◆ Work to complete ◆
Retype the listing that follows, exactly as written.

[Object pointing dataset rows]
* * * * *
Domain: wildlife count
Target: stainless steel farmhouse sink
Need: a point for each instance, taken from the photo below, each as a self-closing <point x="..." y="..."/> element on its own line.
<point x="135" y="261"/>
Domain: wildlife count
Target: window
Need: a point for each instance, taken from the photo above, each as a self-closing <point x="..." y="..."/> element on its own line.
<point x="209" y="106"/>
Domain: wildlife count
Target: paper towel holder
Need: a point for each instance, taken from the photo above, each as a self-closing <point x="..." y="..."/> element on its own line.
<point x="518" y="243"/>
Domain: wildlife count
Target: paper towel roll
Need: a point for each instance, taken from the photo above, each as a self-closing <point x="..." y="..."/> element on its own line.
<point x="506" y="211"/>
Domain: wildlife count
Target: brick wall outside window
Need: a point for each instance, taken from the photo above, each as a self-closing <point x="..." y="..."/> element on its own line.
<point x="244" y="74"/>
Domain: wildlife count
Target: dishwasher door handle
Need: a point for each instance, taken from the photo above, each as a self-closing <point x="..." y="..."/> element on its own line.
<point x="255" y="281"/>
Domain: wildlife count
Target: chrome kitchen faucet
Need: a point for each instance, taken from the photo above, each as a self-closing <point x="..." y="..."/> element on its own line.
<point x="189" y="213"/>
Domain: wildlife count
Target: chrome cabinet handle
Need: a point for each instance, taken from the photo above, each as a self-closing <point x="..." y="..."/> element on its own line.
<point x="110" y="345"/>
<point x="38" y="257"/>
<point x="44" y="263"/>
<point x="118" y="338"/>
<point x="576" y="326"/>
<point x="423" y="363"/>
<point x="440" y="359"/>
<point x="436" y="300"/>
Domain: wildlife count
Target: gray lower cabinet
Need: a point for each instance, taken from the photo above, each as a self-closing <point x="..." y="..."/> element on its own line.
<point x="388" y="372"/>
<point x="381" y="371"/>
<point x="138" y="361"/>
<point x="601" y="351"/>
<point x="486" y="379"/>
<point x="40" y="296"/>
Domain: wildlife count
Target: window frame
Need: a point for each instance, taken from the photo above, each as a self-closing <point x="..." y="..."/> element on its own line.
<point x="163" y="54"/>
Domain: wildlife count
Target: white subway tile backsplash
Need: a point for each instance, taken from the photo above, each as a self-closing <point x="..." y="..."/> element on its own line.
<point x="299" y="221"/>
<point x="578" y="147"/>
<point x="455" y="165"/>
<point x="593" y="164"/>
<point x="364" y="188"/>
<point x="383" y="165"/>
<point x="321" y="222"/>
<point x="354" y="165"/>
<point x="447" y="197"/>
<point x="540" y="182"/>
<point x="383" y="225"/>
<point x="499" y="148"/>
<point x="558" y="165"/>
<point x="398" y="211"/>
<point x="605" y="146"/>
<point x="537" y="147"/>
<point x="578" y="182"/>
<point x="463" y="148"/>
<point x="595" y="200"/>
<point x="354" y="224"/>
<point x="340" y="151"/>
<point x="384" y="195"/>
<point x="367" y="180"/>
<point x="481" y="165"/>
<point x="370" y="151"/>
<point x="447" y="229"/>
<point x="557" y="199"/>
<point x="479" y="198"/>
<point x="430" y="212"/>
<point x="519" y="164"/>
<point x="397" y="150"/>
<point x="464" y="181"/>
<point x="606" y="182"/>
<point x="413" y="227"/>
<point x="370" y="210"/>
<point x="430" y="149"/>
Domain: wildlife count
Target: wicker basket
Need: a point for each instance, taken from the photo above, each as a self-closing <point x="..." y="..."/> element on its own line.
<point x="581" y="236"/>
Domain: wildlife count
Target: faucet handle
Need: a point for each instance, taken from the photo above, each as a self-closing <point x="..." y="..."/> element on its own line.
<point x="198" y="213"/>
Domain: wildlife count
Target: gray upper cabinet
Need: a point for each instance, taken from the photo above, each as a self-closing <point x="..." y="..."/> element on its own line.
* * * * *
◆ Final result ◆
Domain: wildlife count
Target: stainless steel farmhouse sink
Need: a point for each instance, taken from the photo below, each as a self-closing <point x="..." y="..."/> element on its own line.
<point x="135" y="261"/>
Domain: wildlife count
Target: window
Need: a point for each instance, taken from the photo above, each as a self-closing <point x="..." y="..."/> element on its own line.
<point x="209" y="106"/>
Domain: wildlife count
Target: paper towel holder
Need: a point for each instance, taken from the photo above, each as a self-closing <point x="..." y="..."/> element on its own line.
<point x="518" y="243"/>
Domain: wildlife count
Target: paper towel roll
Need: a point for each instance, taken from the photo above, each as a self-closing <point x="..." y="..."/> element on its own line.
<point x="506" y="211"/>
Domain: wildlife count
Target: brick wall outside window
Need: a point for each instance, taken from the photo above, each as a self-closing <point x="..." y="..."/> element on its own line.
<point x="244" y="74"/>
Domain: wildlife count
Target: dishwasher door handle
Need: a point for each instance, taken from the photo above, each as a self-closing <point x="..." y="..."/> element on its own line.
<point x="255" y="281"/>
Domain: wildlife count
Target: chrome kitchen faucet
Need: a point for each instance, taken from the photo above, each as a self-closing <point x="..." y="..."/> element on its own line.
<point x="189" y="213"/>
Domain: wildlife count
Target: chrome cabinet handle
Need: a point for each instance, taken from the photo above, each as a self-closing <point x="..." y="..."/> element on its own line.
<point x="110" y="345"/>
<point x="38" y="257"/>
<point x="44" y="263"/>
<point x="118" y="338"/>
<point x="576" y="326"/>
<point x="423" y="363"/>
<point x="440" y="359"/>
<point x="436" y="300"/>
Domain: wildlife count
Target: gray lower cabinet
Need: a point for each instance, taken from the photo above, each as a self-closing <point x="..." y="..."/> element on its own line.
<point x="388" y="372"/>
<point x="381" y="371"/>
<point x="138" y="361"/>
<point x="601" y="351"/>
<point x="486" y="379"/>
<point x="40" y="296"/>
Domain: wildlife count
Target: window frame
Need: a point for each instance, taken from the photo above, each as a self-closing <point x="..." y="..."/> element on its own line.
<point x="163" y="54"/>
Domain: wildlife count
Target: white subway tile backsplash
Need: a point for each instance, taken from the photo above, each as a self-closing <point x="..." y="..."/> element on its own line.
<point x="299" y="221"/>
<point x="578" y="147"/>
<point x="455" y="165"/>
<point x="593" y="164"/>
<point x="364" y="188"/>
<point x="383" y="165"/>
<point x="321" y="222"/>
<point x="354" y="165"/>
<point x="447" y="197"/>
<point x="540" y="182"/>
<point x="383" y="225"/>
<point x="499" y="148"/>
<point x="558" y="165"/>
<point x="398" y="211"/>
<point x="605" y="146"/>
<point x="537" y="147"/>
<point x="578" y="182"/>
<point x="463" y="148"/>
<point x="595" y="200"/>
<point x="354" y="224"/>
<point x="340" y="151"/>
<point x="384" y="195"/>
<point x="367" y="180"/>
<point x="481" y="165"/>
<point x="370" y="151"/>
<point x="447" y="229"/>
<point x="557" y="199"/>
<point x="479" y="198"/>
<point x="430" y="212"/>
<point x="519" y="164"/>
<point x="397" y="150"/>
<point x="464" y="181"/>
<point x="606" y="182"/>
<point x="413" y="227"/>
<point x="370" y="210"/>
<point x="430" y="149"/>
Domain: wildlife count
Target: wicker basket
Need: a point for each instance, taken from the photo above, each as a self-closing <point x="..." y="..."/> element on its own line.
<point x="581" y="236"/>
Domain: wildlife count
Target: faucet handle
Need: a point for each instance, taken from the photo above, each as a self-closing <point x="..." y="..."/> element on its own line.
<point x="198" y="213"/>
Domain: wildlife count
Target: gray upper cabinet
Need: a point for each instance, taken from the photo above, each as a self-closing <point x="..." y="..."/> element on its own line.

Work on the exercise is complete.